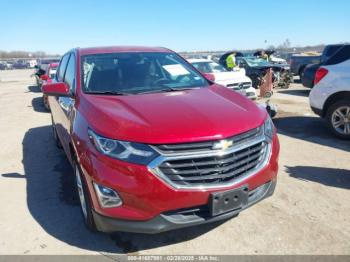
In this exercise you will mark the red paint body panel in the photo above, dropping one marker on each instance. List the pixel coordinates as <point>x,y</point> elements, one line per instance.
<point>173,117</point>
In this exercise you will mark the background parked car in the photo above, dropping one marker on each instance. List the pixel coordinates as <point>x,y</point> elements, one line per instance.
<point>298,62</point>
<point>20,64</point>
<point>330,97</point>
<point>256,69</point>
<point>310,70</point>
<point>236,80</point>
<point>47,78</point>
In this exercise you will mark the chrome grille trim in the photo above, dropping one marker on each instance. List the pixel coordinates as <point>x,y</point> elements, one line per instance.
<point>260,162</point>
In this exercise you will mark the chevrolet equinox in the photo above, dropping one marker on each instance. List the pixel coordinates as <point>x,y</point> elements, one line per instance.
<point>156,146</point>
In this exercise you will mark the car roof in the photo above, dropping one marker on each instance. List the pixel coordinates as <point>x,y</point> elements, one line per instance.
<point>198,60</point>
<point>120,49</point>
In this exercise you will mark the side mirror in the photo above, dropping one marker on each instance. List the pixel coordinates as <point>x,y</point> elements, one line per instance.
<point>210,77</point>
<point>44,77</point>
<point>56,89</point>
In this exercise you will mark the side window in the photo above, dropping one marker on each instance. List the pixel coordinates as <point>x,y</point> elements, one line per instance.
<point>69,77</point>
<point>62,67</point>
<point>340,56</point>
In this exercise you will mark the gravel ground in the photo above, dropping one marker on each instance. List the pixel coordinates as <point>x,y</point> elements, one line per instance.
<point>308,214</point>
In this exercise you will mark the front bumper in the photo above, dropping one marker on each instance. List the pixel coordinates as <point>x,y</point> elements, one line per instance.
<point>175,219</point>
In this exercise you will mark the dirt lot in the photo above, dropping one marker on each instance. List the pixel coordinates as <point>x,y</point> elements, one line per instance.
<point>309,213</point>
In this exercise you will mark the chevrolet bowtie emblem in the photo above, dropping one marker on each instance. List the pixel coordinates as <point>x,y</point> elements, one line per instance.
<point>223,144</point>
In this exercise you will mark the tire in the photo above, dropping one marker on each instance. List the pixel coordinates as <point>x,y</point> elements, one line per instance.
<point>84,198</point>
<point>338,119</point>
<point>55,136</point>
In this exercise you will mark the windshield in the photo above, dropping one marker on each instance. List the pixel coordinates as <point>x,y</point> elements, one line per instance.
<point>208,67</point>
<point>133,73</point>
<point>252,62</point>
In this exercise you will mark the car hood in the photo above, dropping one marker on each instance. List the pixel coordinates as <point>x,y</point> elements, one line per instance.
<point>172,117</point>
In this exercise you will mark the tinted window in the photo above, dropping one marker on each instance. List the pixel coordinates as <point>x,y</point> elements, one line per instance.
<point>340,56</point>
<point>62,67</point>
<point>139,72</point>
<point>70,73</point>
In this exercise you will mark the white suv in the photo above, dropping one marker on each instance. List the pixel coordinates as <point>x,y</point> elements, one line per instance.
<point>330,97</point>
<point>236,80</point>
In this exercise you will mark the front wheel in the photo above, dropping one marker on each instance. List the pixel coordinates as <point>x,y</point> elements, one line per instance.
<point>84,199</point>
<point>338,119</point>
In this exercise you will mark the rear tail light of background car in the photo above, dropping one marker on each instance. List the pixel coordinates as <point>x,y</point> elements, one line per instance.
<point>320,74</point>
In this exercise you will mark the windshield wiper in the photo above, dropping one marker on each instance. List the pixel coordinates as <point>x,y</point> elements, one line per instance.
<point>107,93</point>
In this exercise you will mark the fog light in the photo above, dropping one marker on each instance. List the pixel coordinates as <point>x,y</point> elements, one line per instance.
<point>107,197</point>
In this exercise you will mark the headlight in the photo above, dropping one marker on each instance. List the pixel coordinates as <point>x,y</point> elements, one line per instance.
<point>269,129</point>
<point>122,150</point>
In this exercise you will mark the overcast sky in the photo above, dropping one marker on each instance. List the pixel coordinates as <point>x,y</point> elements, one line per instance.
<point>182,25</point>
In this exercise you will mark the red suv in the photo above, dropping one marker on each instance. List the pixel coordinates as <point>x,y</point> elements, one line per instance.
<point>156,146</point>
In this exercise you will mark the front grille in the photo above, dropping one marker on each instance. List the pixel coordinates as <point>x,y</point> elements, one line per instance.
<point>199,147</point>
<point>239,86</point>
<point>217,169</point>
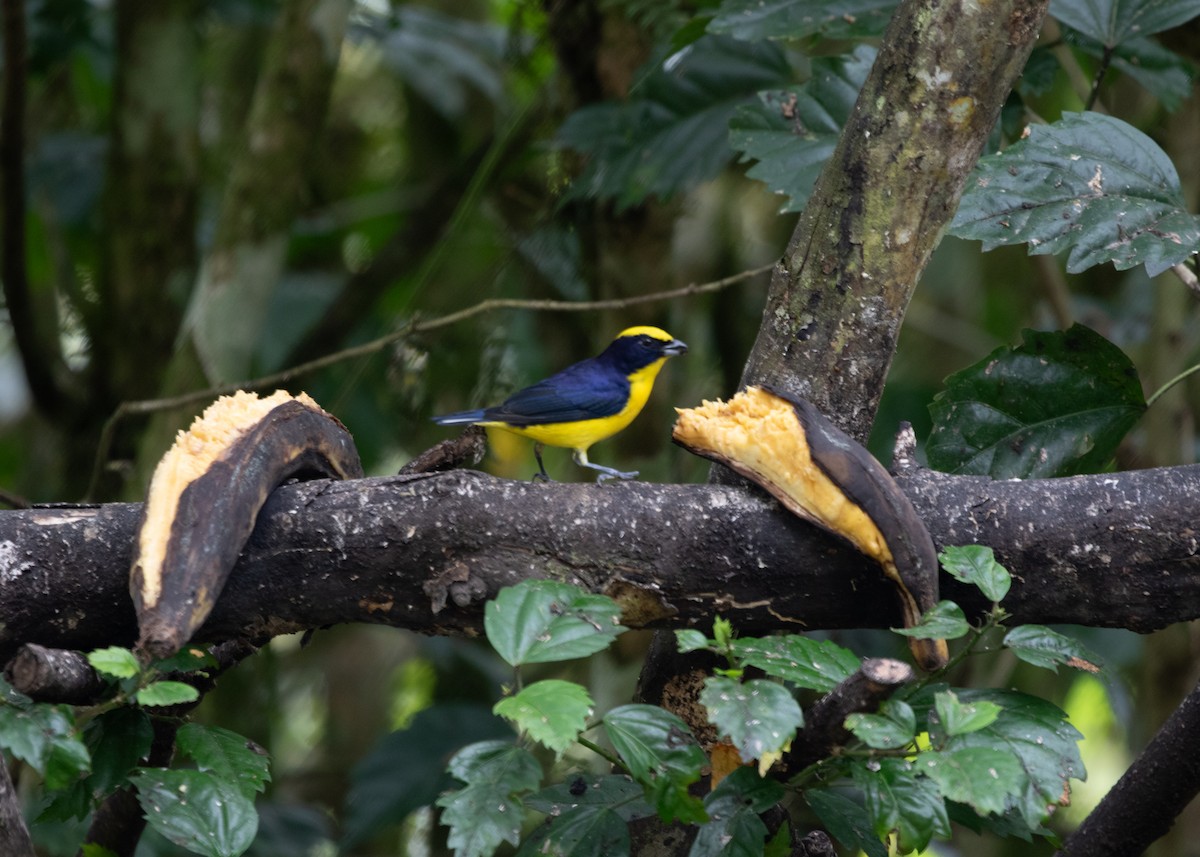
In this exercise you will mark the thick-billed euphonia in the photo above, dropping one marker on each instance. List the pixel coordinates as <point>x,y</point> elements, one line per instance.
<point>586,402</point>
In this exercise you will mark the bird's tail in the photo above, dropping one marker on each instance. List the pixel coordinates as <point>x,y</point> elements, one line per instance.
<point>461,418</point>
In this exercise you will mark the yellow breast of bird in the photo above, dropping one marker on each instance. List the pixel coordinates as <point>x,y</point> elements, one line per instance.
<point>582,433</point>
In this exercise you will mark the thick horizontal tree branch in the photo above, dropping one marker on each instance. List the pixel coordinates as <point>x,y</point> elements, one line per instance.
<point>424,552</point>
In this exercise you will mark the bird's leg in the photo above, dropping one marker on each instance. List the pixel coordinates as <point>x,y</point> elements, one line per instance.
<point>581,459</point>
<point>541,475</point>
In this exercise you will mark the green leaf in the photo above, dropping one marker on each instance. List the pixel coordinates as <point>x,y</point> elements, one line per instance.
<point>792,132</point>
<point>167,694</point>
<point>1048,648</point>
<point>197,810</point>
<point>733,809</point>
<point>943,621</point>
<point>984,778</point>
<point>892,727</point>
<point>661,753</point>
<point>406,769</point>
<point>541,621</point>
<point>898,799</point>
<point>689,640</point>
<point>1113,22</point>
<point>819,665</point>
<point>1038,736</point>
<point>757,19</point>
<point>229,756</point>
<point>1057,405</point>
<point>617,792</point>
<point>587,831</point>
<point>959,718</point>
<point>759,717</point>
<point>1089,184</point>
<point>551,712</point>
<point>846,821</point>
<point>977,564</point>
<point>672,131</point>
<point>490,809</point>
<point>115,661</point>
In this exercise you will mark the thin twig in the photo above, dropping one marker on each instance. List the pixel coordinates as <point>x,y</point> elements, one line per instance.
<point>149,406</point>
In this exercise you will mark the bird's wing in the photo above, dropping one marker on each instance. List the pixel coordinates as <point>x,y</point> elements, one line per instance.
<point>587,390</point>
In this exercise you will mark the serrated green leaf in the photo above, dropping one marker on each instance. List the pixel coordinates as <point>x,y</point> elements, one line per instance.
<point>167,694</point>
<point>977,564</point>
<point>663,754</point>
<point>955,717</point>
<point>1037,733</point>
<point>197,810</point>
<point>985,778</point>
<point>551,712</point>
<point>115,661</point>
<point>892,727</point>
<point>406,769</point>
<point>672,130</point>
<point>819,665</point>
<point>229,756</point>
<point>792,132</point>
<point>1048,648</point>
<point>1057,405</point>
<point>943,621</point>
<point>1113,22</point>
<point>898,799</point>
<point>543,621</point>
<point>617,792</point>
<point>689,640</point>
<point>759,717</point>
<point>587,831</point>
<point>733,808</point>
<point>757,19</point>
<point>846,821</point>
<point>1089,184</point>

- **EXERCISE PROMPT**: Please print everything in the material exactly, apart from the pictures.

- **WRITTEN SOLUTION**:
In this exercise you will mark the red paint body panel in the photo above, dropping one marker on each instance. List the pixel coordinates as <point>x,y</point> elements, one line per instance.
<point>173,117</point>
In this exercise you will mark the background parked car in the photo above, dropping one marker on each instance. List the pixel coordinates as <point>x,y</point> elements, one line per instance.
<point>298,62</point>
<point>20,64</point>
<point>330,97</point>
<point>256,69</point>
<point>310,70</point>
<point>236,80</point>
<point>47,78</point>
In this exercise you will mark the chrome grille trim in the photo above, dropping one marker on each instance. List the pixel coordinates as <point>x,y</point> elements, one line per instance.
<point>260,162</point>
In this exercise you will mark the chevrolet equinox in the photo above, dropping one marker on each instance. List the pixel coordinates as <point>x,y</point> elements, one line per instance.
<point>156,146</point>
In this exercise you will mark the car roof in the photo above, dropping one marker on each instance. List the pixel coordinates as <point>x,y</point> elements, one line per instance.
<point>198,60</point>
<point>120,49</point>
In this exercise you will mark the side mirror in the photo above, dropping one marker on each instance. List the pixel coordinates as <point>x,y</point> elements, one line per instance.
<point>210,77</point>
<point>44,77</point>
<point>56,89</point>
In this exercise you will mark the side window in the photo above, dropping one marker on each instance. List the pixel coordinates as <point>x,y</point> elements, one line per instance.
<point>69,77</point>
<point>62,67</point>
<point>340,56</point>
In this exercise you will mark the gravel ground in the photo above, dropping one marker on each instance. List the pixel coordinates as <point>x,y</point> elements, one line per instance.
<point>308,214</point>
In this exercise you will mark the front bumper in the photo above, dropping one marker on each instance. List the pixel coordinates as <point>x,y</point> elements, one line per instance.
<point>175,219</point>
In this exercise you will mark the dirt lot in the photo above, dropping one marker on each instance. List the pixel coordinates as <point>x,y</point> elements, one line per instance.
<point>309,213</point>
In this exercise you will mark the chevrolet bowtie emblem in the photo above, dropping one marker on each instance. List the pixel coordinates as <point>x,y</point> elements, one line per instance.
<point>223,144</point>
In this exercise you will mark the tire in the photo above, dropping one marker on each instance. List the pixel coordinates as <point>x,y</point> elements, one line per instance.
<point>84,198</point>
<point>338,119</point>
<point>55,136</point>
In this exercise you will mark the windshield in the photo above, dropping one marker on each instance. List the pixel coordinates as <point>x,y</point> elements, one line per instance.
<point>208,67</point>
<point>133,73</point>
<point>252,62</point>
In this exercise you will mark the car hood in the photo above, dropping one marker on each instance. List the pixel coordinates as <point>x,y</point> elements, one line per instance.
<point>172,117</point>
In this exercise you will mark the tinted window in the photo above, dropping one marker on each instance. List the pixel coordinates as <point>x,y</point> elements, one line per instance.
<point>340,56</point>
<point>62,67</point>
<point>139,72</point>
<point>70,73</point>
In this exercise you will mark the white suv in the photo above, dropping one marker on each instance. List the pixel coordinates as <point>x,y</point> elements, one line per instance.
<point>330,97</point>
<point>236,80</point>
In this exercise you will mark the front wheel in the photo above, dropping one marker on each instance. List the pixel coordinates as <point>x,y</point> elements, one line per instance.
<point>84,199</point>
<point>338,119</point>
In this exercise you will mark the rear tail light of background car in the photo above, dropping one marker on each instance. List the pixel coordinates as <point>x,y</point> elements, one line per instance.
<point>320,74</point>
In this exercise you will mark the windshield wiper in the photo above, dropping one marker on each instance. List the pixel coordinates as <point>x,y</point> elements, one line per instance.
<point>107,93</point>
In this exercise you will mark the fog light in the photo above, dropping one marker on each instance. List the pixel coordinates as <point>x,y</point> elements, one line per instance.
<point>107,197</point>
In this exercise you will mark the headlight in the photo above, dropping one marker on each instance. List the pixel coordinates as <point>x,y</point> elements, one line per instance.
<point>269,129</point>
<point>122,150</point>
In this exercise you will mark the overcast sky in the photo above, dropping one marker on each instance. List the pixel coordinates as <point>x,y</point> elements, one line per instance.
<point>182,25</point>
In this exercise you will mark the red suv in the photo above, dropping one marker on each instance. List the pixel coordinates as <point>x,y</point> elements, one line per instance.
<point>156,146</point>
In this exercise you will mark the front grille in the photo above, dropping one marker on each instance. List the pixel coordinates as <point>x,y</point> elements, one line per instance.
<point>199,147</point>
<point>239,86</point>
<point>217,169</point>
In this exercise you will mark the thick-billed euphonia in the photo above, dropping one marker on each instance. List the pixel coordinates as <point>x,y</point> elements, one line per instance.
<point>586,402</point>
In this exercise you will mark the bird's tail in the photo above, dropping one marker on each instance. List the pixel coordinates as <point>x,y</point> elements, one line per instance.
<point>461,418</point>
In this exercise you will mark the yellow breast of bird in the photo above, dropping one marker on each instance. List the pixel coordinates as <point>x,y</point> elements, one line per instance.
<point>582,433</point>
In this exercise you will mark the thick horizontal tree branch in the photo above, dropping one marker on each instance. List the pixel coordinates as <point>x,y</point> elements, one line per instance.
<point>424,552</point>
In this exercise you will mark the bird's leg in the photo above, dropping one marker on each instance. List the pixel coordinates as <point>x,y</point> elements, one line per instance.
<point>581,459</point>
<point>541,475</point>
In this exercise you will mark the green leaf in the photo above, dropping one marker on each instance. List the pixel coordinates as <point>x,y</point> elements, one line per instance.
<point>792,132</point>
<point>167,694</point>
<point>1048,648</point>
<point>197,810</point>
<point>733,809</point>
<point>943,621</point>
<point>984,778</point>
<point>892,727</point>
<point>661,753</point>
<point>406,769</point>
<point>541,621</point>
<point>898,799</point>
<point>689,640</point>
<point>1113,22</point>
<point>819,665</point>
<point>1038,736</point>
<point>757,19</point>
<point>229,756</point>
<point>1057,405</point>
<point>617,792</point>
<point>587,831</point>
<point>959,718</point>
<point>759,717</point>
<point>1089,184</point>
<point>551,712</point>
<point>846,821</point>
<point>977,564</point>
<point>672,131</point>
<point>490,809</point>
<point>115,661</point>
In this exercise you will mark the thin twig in the photo above, dropping one marker on each instance. List the pixel coordinates as <point>x,y</point> elements, one line per instance.
<point>149,406</point>
In this exercise you will mark the bird's wing in the photo above, dropping one marker on each instance. List the pixel coordinates as <point>x,y</point> elements, one line per instance.
<point>587,390</point>
In this exercise you will mark the serrated green leaf in the photo above, dropping one marker on each instance. List the pixel coordinates as <point>x,y</point> elements, one line per instance.
<point>167,694</point>
<point>977,564</point>
<point>663,754</point>
<point>955,717</point>
<point>1037,733</point>
<point>197,810</point>
<point>985,778</point>
<point>551,712</point>
<point>115,661</point>
<point>892,727</point>
<point>406,769</point>
<point>672,130</point>
<point>819,665</point>
<point>229,756</point>
<point>792,132</point>
<point>1048,648</point>
<point>1057,405</point>
<point>943,621</point>
<point>1113,22</point>
<point>898,799</point>
<point>543,621</point>
<point>617,792</point>
<point>689,640</point>
<point>759,717</point>
<point>587,831</point>
<point>733,808</point>
<point>757,19</point>
<point>846,821</point>
<point>1089,184</point>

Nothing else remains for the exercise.